### [Document section]
-------

January 15, 2026 1:53 pm EST

Jimmy Kimmel Live! is pulling back on its number of musical guests featured each week, and with it, artists are continuing lose more opportunities in what had for decades been a mainstay for how they market their albums and expand their audiences.

Music’s decline on late night has been years in the making. Since Stephen Colbert had taken on the Late Show mantel from David Letterman in 2015, the show went from hosting a musical guest nearly every night in the beginning to around once to twice per week in 2025. And when the show ends this May, the platform will go away entirely. Late Night With Seth Meyers stopped regularly featuring recording artists for performances years ago, and the show lost its house band last year over budget cuts. Artists lost other platforms too, such as The Late Late Show, which was never replaced after James Corden stepped down in 2023.

Kimmel and Jimmy Fallon’s shows were longer holdouts in reducing music programming, leaving The Tonight Show as the last major late night program to feature a musical performance with consistent regularity.

Chloë Walsh, a co-founder of publicity firm The Oriel — whose music clients include a wide range of acts from indie darlings like Wet Leg and Lucy Dacus to superstars like Shaboozey and Weezer — calls the trend “yet another thing contributing to the decimation of the music industry’s “middle class.”

Both she and Big Hassle Co-Founder Jim Merlis, a PR vet whose clients have included acts like the Strokes, the Lumineers and Dave Matthews Band, call the dearth of late night bookings most concerning for developing artists, who will likely have a harder time getting booked as fewer slots means the shows will have to prioritize bigger acts who can help pull in ratings.

-------

### [Extracted entries]
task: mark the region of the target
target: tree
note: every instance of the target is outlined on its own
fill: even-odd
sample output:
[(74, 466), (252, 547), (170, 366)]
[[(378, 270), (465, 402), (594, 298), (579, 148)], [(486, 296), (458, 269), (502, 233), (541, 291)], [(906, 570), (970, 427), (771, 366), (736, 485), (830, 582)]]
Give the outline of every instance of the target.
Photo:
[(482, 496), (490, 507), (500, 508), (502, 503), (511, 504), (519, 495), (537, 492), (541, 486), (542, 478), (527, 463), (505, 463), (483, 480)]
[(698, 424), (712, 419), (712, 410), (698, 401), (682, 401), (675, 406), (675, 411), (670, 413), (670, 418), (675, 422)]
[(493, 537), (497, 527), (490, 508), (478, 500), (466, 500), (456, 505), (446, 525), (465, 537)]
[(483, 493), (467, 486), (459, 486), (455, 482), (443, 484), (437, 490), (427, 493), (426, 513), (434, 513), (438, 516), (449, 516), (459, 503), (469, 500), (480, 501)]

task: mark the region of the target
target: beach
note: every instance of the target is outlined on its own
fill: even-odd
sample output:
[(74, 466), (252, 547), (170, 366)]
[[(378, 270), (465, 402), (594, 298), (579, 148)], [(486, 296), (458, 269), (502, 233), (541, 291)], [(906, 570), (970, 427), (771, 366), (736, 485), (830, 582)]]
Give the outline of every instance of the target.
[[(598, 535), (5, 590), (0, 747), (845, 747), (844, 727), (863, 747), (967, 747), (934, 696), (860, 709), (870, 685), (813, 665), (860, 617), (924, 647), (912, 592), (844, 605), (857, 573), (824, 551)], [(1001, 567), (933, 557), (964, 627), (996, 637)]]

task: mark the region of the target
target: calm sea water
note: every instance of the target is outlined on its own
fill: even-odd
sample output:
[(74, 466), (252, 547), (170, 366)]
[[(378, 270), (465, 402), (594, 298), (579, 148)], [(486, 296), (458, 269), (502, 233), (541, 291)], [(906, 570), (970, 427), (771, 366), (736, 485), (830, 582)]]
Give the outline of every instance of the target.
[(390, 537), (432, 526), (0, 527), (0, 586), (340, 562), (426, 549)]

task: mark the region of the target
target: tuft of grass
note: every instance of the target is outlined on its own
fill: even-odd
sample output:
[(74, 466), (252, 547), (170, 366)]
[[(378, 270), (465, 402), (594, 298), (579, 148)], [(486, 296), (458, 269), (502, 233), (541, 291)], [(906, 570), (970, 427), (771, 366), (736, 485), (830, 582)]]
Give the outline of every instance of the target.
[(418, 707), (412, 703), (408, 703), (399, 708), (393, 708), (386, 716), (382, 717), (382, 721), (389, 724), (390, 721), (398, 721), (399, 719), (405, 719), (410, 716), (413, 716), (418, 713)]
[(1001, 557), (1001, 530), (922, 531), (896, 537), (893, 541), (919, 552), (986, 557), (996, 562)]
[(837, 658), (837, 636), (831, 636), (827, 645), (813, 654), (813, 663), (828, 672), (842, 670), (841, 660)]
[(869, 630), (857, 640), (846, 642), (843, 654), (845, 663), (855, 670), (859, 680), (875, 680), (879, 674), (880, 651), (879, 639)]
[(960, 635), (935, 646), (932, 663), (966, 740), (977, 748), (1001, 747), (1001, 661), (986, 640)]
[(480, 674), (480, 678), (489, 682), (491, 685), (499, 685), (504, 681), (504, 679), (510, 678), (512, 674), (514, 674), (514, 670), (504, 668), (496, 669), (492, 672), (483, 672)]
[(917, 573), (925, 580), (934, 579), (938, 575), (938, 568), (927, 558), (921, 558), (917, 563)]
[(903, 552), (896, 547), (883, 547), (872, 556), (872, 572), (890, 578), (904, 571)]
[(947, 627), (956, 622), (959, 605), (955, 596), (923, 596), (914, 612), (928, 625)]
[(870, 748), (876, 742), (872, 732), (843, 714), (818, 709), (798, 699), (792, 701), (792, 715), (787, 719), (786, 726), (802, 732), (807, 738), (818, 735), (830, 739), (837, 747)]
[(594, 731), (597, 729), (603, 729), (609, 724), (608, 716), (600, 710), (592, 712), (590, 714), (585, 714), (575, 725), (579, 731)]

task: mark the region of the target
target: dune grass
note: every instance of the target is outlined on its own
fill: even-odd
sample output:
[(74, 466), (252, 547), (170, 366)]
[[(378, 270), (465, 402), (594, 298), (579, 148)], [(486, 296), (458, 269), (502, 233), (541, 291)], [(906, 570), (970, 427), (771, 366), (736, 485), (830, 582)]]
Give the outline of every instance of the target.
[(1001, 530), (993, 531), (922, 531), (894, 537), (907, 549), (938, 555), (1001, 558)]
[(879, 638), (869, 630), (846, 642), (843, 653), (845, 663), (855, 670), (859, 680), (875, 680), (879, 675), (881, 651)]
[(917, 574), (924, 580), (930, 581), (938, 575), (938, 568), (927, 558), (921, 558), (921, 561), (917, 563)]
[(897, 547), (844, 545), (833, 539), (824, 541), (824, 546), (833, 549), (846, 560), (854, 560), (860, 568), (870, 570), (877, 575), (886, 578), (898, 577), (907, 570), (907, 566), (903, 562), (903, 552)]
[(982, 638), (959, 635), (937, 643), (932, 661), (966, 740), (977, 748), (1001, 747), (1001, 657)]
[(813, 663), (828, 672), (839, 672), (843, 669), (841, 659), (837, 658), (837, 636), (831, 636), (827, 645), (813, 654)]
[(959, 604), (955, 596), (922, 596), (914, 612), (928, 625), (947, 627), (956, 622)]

-------

### [Tasks and exercises]
(a) In the article on late-night musical bookings, which show lost its house band last year because of budget cuts?
(b) Write the next few paragraphs of the article on late-night television's shrinking musical bookings.

### [Written answers]
(a) Late Night With Seth Meyers

(b)
“My guess is there will be fewer opportunities for those ‘let’s take a chance’ bookings,” Merlis says. “We’ve really lost the middle class in music, that’s really bad. It’s a lot of feast and famine with projects. It’s better to have a lot of middle ground too. The emerging artists are the ones that may miss out. There’s social media, but it’s not the stamp of goodness that can come from a TV appearance.”

By Walsh’s own quick estimate, the number of late night performance opportunities for recording acts has fallen from about 17-21 per week in 2023 to about eight max now (dropping to around six after Colbert ends.) As Walsh points out, Kimmel has the only late night show in Los Angeles, and with two bookings per week, “those dates are going to be hotly contested by any artist launching an album campaign, and the spots will very naturally go to established artists in the midst of a well funded global PR launch.”

Meanwhile on the other side of the country, The Tonight Show will soon be the only late night show in New York, and even with more booking slots, the show will face similar supply and demand challenges.

Walsh venerates Jimmy Kimmel Live! music producer Jim Pitt and The Tonight Show music producer Julie Gurovitsch as two of the most talented bookers in the business, noting that they’ve helped launch countless careers and have skills for picking bubbling acts. But “with such fewer performance slots,” she says, she worries “there’s just no space for the remaining bookers to curate an eclectic line up anymore.”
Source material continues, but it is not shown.